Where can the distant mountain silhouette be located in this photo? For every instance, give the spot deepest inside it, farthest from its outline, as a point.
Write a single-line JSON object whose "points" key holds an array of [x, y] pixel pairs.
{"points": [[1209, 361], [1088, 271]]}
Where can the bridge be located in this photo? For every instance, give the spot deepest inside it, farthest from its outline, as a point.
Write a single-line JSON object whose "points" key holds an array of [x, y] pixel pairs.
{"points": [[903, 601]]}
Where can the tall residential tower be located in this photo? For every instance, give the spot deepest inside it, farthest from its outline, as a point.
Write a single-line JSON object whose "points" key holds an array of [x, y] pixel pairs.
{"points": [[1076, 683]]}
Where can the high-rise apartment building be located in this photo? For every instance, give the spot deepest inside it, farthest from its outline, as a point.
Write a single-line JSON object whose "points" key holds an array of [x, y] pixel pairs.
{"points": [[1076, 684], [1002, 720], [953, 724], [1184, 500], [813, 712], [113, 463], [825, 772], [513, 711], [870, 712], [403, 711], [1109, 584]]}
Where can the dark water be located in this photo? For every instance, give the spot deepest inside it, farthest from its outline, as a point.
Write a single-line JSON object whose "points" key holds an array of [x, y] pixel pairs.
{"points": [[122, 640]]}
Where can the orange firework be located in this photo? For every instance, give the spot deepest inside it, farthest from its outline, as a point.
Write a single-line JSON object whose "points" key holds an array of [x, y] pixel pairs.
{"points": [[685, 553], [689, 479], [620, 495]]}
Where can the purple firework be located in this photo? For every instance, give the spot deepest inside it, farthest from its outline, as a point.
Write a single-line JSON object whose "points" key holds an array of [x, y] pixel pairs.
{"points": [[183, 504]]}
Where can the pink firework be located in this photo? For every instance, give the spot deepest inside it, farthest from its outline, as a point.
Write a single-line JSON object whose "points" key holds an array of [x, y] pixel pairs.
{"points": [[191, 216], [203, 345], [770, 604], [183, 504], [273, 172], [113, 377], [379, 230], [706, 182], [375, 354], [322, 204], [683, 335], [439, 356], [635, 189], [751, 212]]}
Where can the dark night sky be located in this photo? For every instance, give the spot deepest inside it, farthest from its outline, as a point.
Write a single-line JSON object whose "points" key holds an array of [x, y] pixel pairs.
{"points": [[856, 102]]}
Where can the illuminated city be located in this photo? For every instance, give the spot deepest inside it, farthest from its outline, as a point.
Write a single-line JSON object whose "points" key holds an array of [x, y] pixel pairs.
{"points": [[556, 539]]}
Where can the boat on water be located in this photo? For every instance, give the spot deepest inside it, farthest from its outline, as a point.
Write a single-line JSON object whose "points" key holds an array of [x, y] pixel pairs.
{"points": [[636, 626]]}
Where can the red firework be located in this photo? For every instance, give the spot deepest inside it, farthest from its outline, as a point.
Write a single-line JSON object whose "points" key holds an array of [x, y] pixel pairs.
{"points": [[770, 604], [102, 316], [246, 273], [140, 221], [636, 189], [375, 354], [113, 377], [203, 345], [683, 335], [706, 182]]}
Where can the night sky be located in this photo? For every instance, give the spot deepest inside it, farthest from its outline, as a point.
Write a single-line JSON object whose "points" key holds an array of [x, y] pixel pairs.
::::::
§ Set exercise:
Give everything from the line containing "Where can the boat" down to the end of the data as a Markdown table with the columns Row and Line. Number each line and skip blank lines.

§ Complete response:
| Row | Line |
|---|---|
| 1 | Where can the boat on water be located in this photo? For every instance, give the spot deepest inside it, farthest from its outline, as a point. |
| 2 | Write a single-line JSON object whose "points" key holds an array of [x, y] pixel pairs. |
| 3 | {"points": [[636, 626]]} |
| 4 | Where can the red firework be located in this photo? For every instance, give the spot deepest inside it, farthest from its outline, as a point. |
| 5 | Write a single-line JSON object whose "points" key holds an array of [x, y] pixel pairs. |
| 6 | {"points": [[770, 604], [102, 316], [246, 273], [140, 221], [636, 189], [375, 354], [113, 377], [203, 345], [683, 335], [706, 182]]} |
| 7 | Where can the night sky be located in this photo? For every instance, give the spot deepest inside it, farthest from its outline, as a point. |
| 8 | Write a single-line JSON object whose "points" key holds an array of [x, y] pixel pairs. |